Provide again, from the entries below, every line from the one containing "out the wrist" through the one containing "[(325, 91), (582, 26), (170, 310), (513, 154)]", exactly as written, and no other line.

*Task material:*
◇ ◇ ◇ ◇
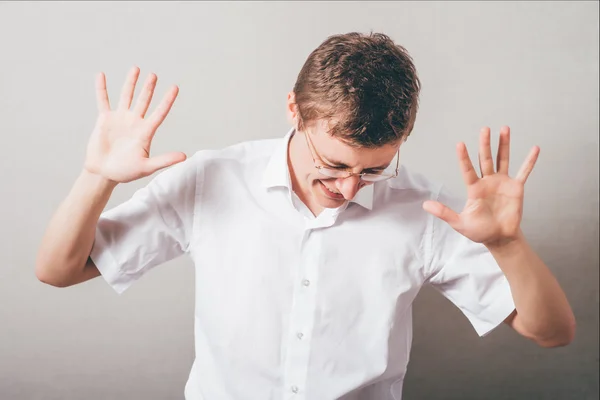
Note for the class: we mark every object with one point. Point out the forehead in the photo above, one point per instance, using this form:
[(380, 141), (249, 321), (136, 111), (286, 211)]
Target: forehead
[(335, 150)]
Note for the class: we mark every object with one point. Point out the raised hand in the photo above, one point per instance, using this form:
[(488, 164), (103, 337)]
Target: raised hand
[(119, 147), (494, 208)]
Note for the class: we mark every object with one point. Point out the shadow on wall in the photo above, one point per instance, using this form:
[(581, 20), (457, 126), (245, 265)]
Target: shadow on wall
[(449, 361)]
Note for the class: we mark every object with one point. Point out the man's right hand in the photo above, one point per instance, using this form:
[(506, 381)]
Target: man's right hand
[(119, 147)]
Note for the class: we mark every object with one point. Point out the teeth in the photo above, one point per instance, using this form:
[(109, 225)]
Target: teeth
[(331, 190)]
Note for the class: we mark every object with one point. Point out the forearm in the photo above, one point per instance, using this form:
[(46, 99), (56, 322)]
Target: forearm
[(68, 240), (543, 311)]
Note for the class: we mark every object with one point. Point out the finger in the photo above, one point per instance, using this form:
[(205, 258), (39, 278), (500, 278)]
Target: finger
[(159, 115), (163, 161), (101, 93), (466, 166), (145, 97), (442, 212), (486, 162), (528, 165), (503, 151), (128, 89)]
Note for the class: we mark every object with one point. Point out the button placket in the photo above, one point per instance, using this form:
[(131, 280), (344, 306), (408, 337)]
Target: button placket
[(302, 318)]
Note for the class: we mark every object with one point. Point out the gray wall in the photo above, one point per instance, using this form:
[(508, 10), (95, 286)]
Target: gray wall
[(533, 66)]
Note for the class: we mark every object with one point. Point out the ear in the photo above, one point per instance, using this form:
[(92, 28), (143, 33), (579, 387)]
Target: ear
[(292, 109)]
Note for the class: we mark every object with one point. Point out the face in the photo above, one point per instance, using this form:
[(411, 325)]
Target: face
[(329, 152)]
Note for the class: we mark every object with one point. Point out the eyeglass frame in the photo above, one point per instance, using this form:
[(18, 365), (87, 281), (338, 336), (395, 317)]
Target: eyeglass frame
[(361, 175)]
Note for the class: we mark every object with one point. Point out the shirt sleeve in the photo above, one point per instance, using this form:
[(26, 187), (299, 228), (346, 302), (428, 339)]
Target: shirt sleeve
[(152, 227), (466, 273)]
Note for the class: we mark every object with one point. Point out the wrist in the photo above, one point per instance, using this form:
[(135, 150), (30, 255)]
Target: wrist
[(507, 245), (96, 181)]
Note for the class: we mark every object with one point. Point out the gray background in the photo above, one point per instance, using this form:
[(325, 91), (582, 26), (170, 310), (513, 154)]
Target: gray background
[(533, 66)]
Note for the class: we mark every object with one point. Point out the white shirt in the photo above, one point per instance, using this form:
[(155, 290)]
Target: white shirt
[(289, 306)]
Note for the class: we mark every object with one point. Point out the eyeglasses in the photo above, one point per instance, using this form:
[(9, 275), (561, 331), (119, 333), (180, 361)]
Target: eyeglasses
[(340, 173)]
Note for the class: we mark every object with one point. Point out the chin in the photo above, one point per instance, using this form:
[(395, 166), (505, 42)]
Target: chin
[(323, 198)]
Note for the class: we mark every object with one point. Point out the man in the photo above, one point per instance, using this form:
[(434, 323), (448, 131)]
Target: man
[(309, 250)]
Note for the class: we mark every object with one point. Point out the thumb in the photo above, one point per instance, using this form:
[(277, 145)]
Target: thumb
[(442, 212), (163, 161)]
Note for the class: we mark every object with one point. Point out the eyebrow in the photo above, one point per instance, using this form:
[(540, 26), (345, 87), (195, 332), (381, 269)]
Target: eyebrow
[(339, 164)]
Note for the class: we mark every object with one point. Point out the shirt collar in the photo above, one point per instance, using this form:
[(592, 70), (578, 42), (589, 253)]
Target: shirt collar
[(277, 174)]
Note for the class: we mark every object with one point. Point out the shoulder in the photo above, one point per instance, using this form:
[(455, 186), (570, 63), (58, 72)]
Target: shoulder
[(240, 153)]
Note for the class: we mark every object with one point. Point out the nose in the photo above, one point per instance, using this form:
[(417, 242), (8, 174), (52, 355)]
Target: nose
[(349, 186)]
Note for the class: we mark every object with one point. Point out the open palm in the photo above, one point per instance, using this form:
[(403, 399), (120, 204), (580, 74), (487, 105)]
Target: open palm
[(119, 147), (494, 208)]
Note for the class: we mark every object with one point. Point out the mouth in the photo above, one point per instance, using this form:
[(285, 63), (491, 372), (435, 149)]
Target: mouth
[(329, 193)]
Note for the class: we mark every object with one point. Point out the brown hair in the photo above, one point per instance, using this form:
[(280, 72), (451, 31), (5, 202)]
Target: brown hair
[(365, 86)]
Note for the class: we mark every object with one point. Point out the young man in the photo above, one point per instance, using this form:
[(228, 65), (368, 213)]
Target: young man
[(310, 249)]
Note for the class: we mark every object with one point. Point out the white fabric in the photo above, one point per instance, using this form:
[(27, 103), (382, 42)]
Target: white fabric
[(289, 306)]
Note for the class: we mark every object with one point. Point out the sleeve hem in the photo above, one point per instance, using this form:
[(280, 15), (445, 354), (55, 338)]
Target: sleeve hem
[(107, 265)]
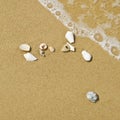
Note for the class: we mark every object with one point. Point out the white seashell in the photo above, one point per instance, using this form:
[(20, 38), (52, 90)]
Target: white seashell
[(51, 49), (29, 57), (43, 46), (70, 37), (72, 48), (42, 53), (92, 96), (65, 48), (87, 56), (24, 47)]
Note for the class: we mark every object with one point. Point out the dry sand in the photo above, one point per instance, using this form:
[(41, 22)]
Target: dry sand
[(52, 88)]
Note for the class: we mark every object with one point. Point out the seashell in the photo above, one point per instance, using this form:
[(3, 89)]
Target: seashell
[(29, 57), (24, 47), (70, 37), (43, 46), (42, 53), (87, 56), (52, 49), (65, 48), (72, 48), (92, 96)]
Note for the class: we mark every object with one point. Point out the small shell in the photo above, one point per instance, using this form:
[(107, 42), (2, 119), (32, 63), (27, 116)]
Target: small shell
[(87, 56), (43, 46), (72, 48), (70, 37), (65, 48), (92, 96), (29, 57), (52, 49), (42, 53), (24, 47)]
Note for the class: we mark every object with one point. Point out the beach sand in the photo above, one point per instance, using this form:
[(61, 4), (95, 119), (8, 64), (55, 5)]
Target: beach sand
[(52, 88)]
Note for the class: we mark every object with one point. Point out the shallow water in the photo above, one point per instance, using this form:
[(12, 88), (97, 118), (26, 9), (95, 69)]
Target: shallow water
[(98, 20)]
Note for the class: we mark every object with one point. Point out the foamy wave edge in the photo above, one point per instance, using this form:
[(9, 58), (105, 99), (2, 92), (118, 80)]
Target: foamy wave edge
[(109, 44)]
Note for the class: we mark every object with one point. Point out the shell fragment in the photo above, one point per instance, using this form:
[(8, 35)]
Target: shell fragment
[(52, 49), (42, 53), (43, 46), (65, 48), (24, 47), (92, 96), (29, 57), (87, 56), (72, 48), (70, 37)]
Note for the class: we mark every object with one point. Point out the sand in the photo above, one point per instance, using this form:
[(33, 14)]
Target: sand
[(52, 88)]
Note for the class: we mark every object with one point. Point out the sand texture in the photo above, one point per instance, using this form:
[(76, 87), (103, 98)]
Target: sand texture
[(54, 87)]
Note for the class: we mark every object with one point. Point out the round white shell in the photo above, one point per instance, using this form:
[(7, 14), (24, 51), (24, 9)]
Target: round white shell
[(87, 56), (43, 46), (70, 37), (24, 47), (92, 96)]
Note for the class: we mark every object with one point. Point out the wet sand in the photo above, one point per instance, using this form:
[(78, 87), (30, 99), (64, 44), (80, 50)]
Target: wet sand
[(52, 88)]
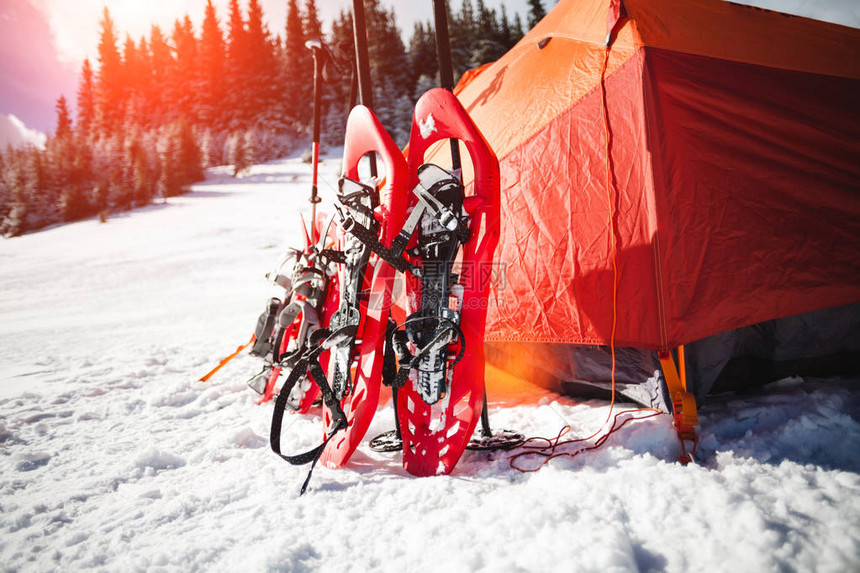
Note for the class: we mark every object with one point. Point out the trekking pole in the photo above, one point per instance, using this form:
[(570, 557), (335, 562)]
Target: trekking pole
[(316, 48), (365, 88), (446, 66)]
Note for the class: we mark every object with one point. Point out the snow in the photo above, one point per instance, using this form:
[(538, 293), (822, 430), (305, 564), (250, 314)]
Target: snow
[(114, 458)]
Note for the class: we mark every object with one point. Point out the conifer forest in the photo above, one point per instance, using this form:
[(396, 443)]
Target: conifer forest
[(151, 113)]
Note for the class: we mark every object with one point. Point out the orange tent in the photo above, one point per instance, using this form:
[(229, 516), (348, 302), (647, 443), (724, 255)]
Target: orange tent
[(671, 169)]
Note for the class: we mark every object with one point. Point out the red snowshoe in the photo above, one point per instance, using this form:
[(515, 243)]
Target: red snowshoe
[(355, 335), (284, 329), (440, 345)]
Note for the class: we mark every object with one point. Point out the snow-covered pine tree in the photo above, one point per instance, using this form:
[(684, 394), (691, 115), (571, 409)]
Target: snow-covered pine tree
[(211, 62), (86, 101), (109, 90)]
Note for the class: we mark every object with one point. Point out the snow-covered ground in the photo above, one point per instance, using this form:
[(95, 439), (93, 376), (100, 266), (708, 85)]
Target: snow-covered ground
[(115, 458)]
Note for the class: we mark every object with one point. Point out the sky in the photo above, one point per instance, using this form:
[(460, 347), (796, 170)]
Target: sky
[(44, 42)]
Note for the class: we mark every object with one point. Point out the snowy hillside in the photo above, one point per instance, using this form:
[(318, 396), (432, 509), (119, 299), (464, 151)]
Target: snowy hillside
[(115, 458)]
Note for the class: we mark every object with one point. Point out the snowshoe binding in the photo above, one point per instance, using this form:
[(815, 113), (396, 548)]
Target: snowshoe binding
[(354, 338), (440, 346)]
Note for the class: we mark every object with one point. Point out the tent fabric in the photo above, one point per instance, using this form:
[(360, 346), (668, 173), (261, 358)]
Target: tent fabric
[(821, 343), (735, 164)]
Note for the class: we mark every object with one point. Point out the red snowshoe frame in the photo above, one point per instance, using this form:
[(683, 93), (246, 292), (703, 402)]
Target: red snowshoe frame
[(365, 134), (329, 305), (434, 437)]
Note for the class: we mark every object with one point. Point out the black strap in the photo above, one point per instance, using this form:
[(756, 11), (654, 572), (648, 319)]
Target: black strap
[(309, 363), (369, 238), (396, 341)]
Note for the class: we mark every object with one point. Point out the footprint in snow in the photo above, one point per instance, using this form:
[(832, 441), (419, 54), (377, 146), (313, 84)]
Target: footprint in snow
[(26, 462)]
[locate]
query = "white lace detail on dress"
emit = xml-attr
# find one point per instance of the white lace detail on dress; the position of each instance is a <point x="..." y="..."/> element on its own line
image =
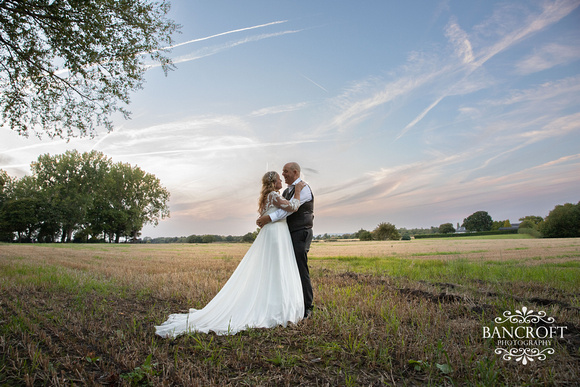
<point x="276" y="200"/>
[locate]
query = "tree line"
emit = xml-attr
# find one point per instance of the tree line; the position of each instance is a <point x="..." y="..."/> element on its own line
<point x="82" y="197"/>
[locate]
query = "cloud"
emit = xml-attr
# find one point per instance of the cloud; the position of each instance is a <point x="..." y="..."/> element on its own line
<point x="212" y="50"/>
<point x="225" y="33"/>
<point x="460" y="41"/>
<point x="278" y="109"/>
<point x="548" y="56"/>
<point x="551" y="13"/>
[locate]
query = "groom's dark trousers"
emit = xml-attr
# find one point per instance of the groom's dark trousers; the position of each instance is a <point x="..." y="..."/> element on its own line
<point x="300" y="225"/>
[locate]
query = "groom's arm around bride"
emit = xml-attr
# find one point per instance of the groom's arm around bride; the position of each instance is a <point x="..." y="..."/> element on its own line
<point x="300" y="225"/>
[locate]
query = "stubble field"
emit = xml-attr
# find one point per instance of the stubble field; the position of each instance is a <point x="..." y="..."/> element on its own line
<point x="387" y="313"/>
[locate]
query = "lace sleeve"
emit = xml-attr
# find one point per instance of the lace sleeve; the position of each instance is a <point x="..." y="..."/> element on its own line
<point x="287" y="205"/>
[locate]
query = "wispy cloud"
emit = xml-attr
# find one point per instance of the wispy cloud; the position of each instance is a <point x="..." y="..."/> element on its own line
<point x="460" y="42"/>
<point x="225" y="33"/>
<point x="314" y="83"/>
<point x="278" y="109"/>
<point x="212" y="50"/>
<point x="548" y="56"/>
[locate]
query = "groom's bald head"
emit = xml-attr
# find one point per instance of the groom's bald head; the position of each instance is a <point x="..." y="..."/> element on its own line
<point x="291" y="172"/>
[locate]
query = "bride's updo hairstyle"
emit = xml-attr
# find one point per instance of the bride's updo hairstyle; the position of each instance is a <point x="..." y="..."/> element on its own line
<point x="268" y="185"/>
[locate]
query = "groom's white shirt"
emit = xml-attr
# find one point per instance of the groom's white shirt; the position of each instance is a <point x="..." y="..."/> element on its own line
<point x="305" y="196"/>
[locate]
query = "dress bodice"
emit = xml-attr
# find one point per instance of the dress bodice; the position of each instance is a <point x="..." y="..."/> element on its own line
<point x="275" y="201"/>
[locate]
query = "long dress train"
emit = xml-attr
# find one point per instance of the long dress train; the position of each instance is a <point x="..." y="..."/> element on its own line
<point x="264" y="290"/>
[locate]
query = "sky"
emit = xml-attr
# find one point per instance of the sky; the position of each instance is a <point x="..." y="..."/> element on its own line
<point x="416" y="113"/>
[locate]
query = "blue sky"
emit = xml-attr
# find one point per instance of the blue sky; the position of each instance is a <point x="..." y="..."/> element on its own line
<point x="416" y="113"/>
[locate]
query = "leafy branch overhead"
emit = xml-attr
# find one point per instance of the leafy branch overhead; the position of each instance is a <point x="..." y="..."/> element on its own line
<point x="67" y="65"/>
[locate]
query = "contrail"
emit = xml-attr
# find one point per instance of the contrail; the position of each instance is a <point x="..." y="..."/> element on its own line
<point x="225" y="33"/>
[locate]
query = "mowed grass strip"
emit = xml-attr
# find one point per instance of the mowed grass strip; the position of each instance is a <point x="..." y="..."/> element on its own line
<point x="84" y="314"/>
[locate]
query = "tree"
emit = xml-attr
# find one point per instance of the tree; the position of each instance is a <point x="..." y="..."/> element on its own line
<point x="67" y="64"/>
<point x="386" y="231"/>
<point x="19" y="213"/>
<point x="562" y="222"/>
<point x="478" y="221"/>
<point x="363" y="235"/>
<point x="528" y="224"/>
<point x="131" y="199"/>
<point x="88" y="194"/>
<point x="533" y="218"/>
<point x="70" y="183"/>
<point x="446" y="228"/>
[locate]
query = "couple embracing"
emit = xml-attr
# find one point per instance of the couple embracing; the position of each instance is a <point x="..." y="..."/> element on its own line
<point x="271" y="285"/>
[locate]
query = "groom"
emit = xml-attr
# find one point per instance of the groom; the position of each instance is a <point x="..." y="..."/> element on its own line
<point x="300" y="225"/>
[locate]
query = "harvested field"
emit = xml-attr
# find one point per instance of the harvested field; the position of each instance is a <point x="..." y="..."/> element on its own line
<point x="387" y="313"/>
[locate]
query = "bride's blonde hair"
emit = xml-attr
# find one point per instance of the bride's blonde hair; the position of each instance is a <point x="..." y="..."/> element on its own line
<point x="268" y="185"/>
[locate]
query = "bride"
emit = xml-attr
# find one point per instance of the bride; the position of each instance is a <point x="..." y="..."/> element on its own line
<point x="264" y="290"/>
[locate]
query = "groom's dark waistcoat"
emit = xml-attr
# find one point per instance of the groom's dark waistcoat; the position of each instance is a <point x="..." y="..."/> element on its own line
<point x="303" y="218"/>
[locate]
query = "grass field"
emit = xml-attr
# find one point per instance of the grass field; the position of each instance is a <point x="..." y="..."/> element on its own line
<point x="387" y="313"/>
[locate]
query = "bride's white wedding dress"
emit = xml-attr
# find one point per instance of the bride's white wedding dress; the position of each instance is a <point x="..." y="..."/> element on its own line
<point x="264" y="290"/>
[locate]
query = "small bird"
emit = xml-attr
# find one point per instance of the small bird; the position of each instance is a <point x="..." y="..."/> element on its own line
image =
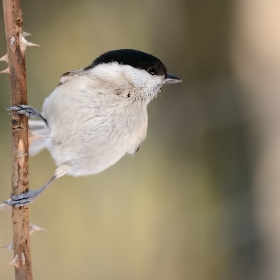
<point x="96" y="115"/>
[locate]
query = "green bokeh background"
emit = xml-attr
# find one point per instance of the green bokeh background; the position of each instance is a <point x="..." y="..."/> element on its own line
<point x="182" y="207"/>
◇ ◇ ◇ ◇
*Answer:*
Note for the class: we mark every object with one point. Point out the wrist in the photo above, one point per instance, using this form:
[(135, 150), (30, 255)]
Target: wrist
[(507, 245), (96, 181)]
Note for the class: we mark every object with one point. Point out the gray background in the photo above, one point per instance, using this form:
[(325, 91), (582, 26), (170, 310), (513, 154)]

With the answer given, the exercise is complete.